**Selected extract**.
::::

The elegance and faded grandeur of the architecture. Ochre and burnt siena shades in the sun. The splendour of hints of the 1950's in packaging, in shop windows, in advertising. Sunny happy Vespas and motorbikes parked in alleyways. The surreptitious SPQR's hidden on drain covers, lampposts, bins, harking back to a distant age.
The food, the joy and pride in good quality and flavour. The French may have beautiful croissants, but the Italians take them and then stuff them like a doughnut: nutella, custard or apricot jam, what could be better? The steamy puffiness of squares of focaccia made especially in a wood fired oven for the children to have with their meatballs (which come after the pasta course, a bewildering concept to an English seven-year-old).

::::

**Data rows**.
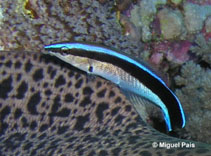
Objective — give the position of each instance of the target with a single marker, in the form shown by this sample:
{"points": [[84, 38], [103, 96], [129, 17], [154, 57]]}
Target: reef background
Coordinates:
{"points": [[174, 36]]}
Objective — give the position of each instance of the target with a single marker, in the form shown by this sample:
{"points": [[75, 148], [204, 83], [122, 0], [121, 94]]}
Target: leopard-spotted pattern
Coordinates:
{"points": [[50, 108]]}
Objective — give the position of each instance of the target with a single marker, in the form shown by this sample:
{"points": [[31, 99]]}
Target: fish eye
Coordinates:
{"points": [[90, 69]]}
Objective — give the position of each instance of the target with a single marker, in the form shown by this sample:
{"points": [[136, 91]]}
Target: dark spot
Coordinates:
{"points": [[116, 151], [77, 76], [56, 104], [99, 84], [101, 93], [42, 136], [69, 84], [24, 122], [100, 109], [128, 108], [48, 92], [86, 101], [18, 112], [51, 72], [22, 88], [33, 125], [33, 102], [34, 57], [91, 153], [71, 74], [90, 69], [87, 91], [118, 100], [38, 75], [45, 85], [68, 97], [19, 77], [5, 87], [17, 65], [27, 146], [62, 129], [2, 58], [103, 153], [60, 81], [79, 83], [43, 127], [115, 111], [145, 153], [111, 94], [64, 112], [14, 141], [8, 64], [119, 119], [4, 112], [28, 66], [81, 121]]}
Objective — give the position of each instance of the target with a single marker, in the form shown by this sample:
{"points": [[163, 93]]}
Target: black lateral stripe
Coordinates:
{"points": [[148, 80]]}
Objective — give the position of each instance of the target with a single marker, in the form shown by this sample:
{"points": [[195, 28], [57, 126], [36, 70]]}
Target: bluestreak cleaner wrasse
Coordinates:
{"points": [[128, 73]]}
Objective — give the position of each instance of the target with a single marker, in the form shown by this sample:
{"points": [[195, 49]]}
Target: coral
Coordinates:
{"points": [[195, 97], [195, 16], [171, 23], [208, 25], [143, 15], [203, 48], [58, 21], [175, 52]]}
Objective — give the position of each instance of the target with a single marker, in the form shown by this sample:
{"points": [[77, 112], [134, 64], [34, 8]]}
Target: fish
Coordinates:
{"points": [[48, 107], [129, 74]]}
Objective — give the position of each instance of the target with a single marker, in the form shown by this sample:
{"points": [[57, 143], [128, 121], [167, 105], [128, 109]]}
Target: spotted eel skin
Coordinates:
{"points": [[49, 108]]}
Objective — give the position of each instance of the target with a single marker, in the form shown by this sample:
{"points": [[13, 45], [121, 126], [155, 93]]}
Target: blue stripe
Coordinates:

::::

**Problem details**.
Pick up the passage on Italian architecture and food after its last sentence and continue it.

**The output**.
We search for the best ice cream in all of Rome every day, based on guide books and website recommendation. The quality, the intensity of flavour, gives me the greatest pleasure and the greatest regrets now I've returned. Why didn't I try the apricot flavour, the wild cherry, the chestnut, even the fresh date? I am mortified that on my last day, when I went back inside to thank the man for the three scoops I'd just had (salted peanut, rice pudding, and ricotta, cointreau and orange if you're wondering) and shamefully bought two more flavours, I asked him what he thought his best flavours were, then when he thoughtfully and bashfully pointed out the very darkest chocolate, and then the habanero, I grimaced, made my excuses and ordered the cassata and zabaglione instead. Why didn't I just do it? Maybe I need to get some funding to go back on my own and do some more thorough research before writing my thesis on the best ice cream in Rome. It will only take a few months and some larger jeans.
Anyway my friend Laura says I should just post some beautiful photos of my trip on here without any words, but I never could keep my mouth shut. I think I've said what I wanted to say now though, so here are the pics...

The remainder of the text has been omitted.